_Task prompt_.
Return everything in the excerpt on The Truman Show from "Clip via Paramount" down to "so slightly heightened.", copied word for word.

_Excerpt_.

It is a hugely successful format, which is why it is even more interesting to note that The Malcolm Show preceded them all by two years.

Don’t worry if you’ve never heard of The Malcolm Show, because it doesn’t exist. The dark psychological thriller told the story of Malcolm living in modern-day New York, but he is completely unaware that the entire city has been covered in special CCTV cameras that allow viewers to watch his life 24/7.

That version of the script was delivered in 1991, with writer Andrew Niccol telling The Independent that “I think everyone questions the authenticity of their lives at certain points. It’s like when kids ask if they’re adopted.”

In the seven years that followed before the movie finally arrived on the big screen, it went through several major changes. Original director Brian DePalma (Carrie, The Untouchables) dropped out when the budget didn’t match his big ideas. New York became a perfection recreation of a fictional US seaside town.

Several directors expressed an interest – Spielberg, Tim Burton, Barry Sonnenfeld (Men In Black), Terry Gilliam (Monty Python), Bryan Singer (X-Men) – before the producers settled on Peter Weir (Dead Poets Society), who read Niccol’s script and felt it could be mined for comedy.

Sixteen drafts later, Niccol was pleased enough with the changes, presented it to Jim Carrey, and so The Truman Show was born, released in cinemas on 5 June 1998.

Clip via Paramount Pictures

Looking back at the movie two decades later, it becomes more evident than ever that this is a science-fiction movie that isn’t terribly interested in the future, but the here and now, just ever so slightly heightened.

That has been a vein through all of Niccol’s screenplays – genetics in Gattaca, drones in Good Kill, artificial intelligence in S1mone, dissemination of private information in Anon – but nowhere is it more on the pulse than in The Truman Show.

The explosion of popularity of reality TV is one thing, but the expansion on the definition of “celebrity” is just as strong, as Truman finds himself at the centre of attention… simply for living his life. In a world where every aspect of living is posted on Twitter, Facebook and Instagram, anyone is capable of achieving celebrity status, simply by living a normal life in as entertaining a way as possible.

Doubling as an easy way to sell stuff, The Truman Show constantly looks like an brightly-lit advert, where everything in his world is available to buy, which really went a long way towards preempting the high-value product placement on prime-time TV shows (anyone suddenly want to buy that car they were driving in the latest episode of Modern Family?), to every single blockbuster attempting to make their money back before they’ve even hit the cinema. We’re looking at you, James Bond movies…

There is also the war between audiences and creators, as people tune in 24/7 to watch this guy doing guy things, while Christof (Ed Harris, playing an off-Christ, if you will) dominates from above. Viewers aren’t exactly having their synapses tested by watching Truman brushing his teeth every morning, but are the audiences just getting dumber because of dumbed-down material, or are creators just giving audiences what they really want?

With a $60 million budget, The Truman Show went on to make $264.1 million at the box office, which is very decent for a high-concept sci-fi comedy, with Harris, Weir and Niccol all getting Oscar nominations, but perhaps the biggest flag of the film’s imprint is with what has been termed The Truman Show Delusion.

Joel Gold, a psychiatrist at the Bellevue Hospital Center, revealed that by 2008 he had encountered five patients with schizophrenia, and heard of an additional twelve, all of whom believed they were living as part of a secret reality TV show.

Gold went on to name the syndrome The Truman Show Delusion, following reports (via Newsweek) of patients heading to New York City to check that the World Trade Centre had actually fallen, believing instead it to be just an expensive plot-twist in their show, and another climbing to the top of the Statue Of Liberty, sure he would be re-united with his high-school girlfriend and he allowed to exit the show.

When a New Zealand news outlet told writer Niccol about the syndrome, he had just one thing to say:

“You know you’ve made it when you have a disease named after you.”

_Given information_.

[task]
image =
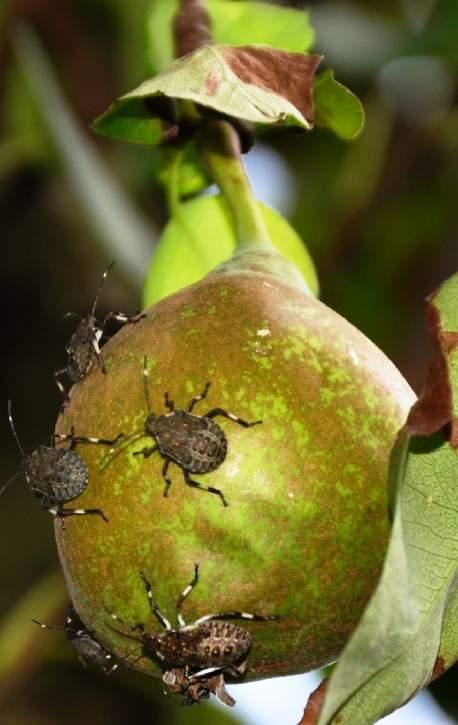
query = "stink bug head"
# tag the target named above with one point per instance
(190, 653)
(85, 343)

--

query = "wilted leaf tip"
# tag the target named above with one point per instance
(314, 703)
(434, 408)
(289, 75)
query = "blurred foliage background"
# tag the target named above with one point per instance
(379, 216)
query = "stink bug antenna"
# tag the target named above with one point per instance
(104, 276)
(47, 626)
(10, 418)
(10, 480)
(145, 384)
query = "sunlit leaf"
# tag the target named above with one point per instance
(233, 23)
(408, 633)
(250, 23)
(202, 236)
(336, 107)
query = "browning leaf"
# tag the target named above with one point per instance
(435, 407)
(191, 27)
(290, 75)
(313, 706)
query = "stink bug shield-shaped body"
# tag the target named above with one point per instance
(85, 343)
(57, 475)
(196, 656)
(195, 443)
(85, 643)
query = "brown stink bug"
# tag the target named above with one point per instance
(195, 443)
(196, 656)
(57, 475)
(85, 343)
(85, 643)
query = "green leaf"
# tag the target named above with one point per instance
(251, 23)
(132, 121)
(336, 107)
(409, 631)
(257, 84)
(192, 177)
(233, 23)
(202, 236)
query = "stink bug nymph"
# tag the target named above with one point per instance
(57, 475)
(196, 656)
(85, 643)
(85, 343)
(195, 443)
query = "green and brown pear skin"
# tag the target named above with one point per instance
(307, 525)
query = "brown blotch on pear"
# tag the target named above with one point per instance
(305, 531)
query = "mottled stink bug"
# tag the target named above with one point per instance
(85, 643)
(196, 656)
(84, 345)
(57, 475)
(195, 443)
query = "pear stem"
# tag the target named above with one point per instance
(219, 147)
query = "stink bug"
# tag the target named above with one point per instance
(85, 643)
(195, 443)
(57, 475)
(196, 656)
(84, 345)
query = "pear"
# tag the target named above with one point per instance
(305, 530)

_Solution to this task_.
Clip via Paramount Pictures

Looking back at the movie two decades later, it becomes more evident than ever that this is a science-fiction movie that isn’t terribly interested in the future, but the here and now, just ever so slightly heightened.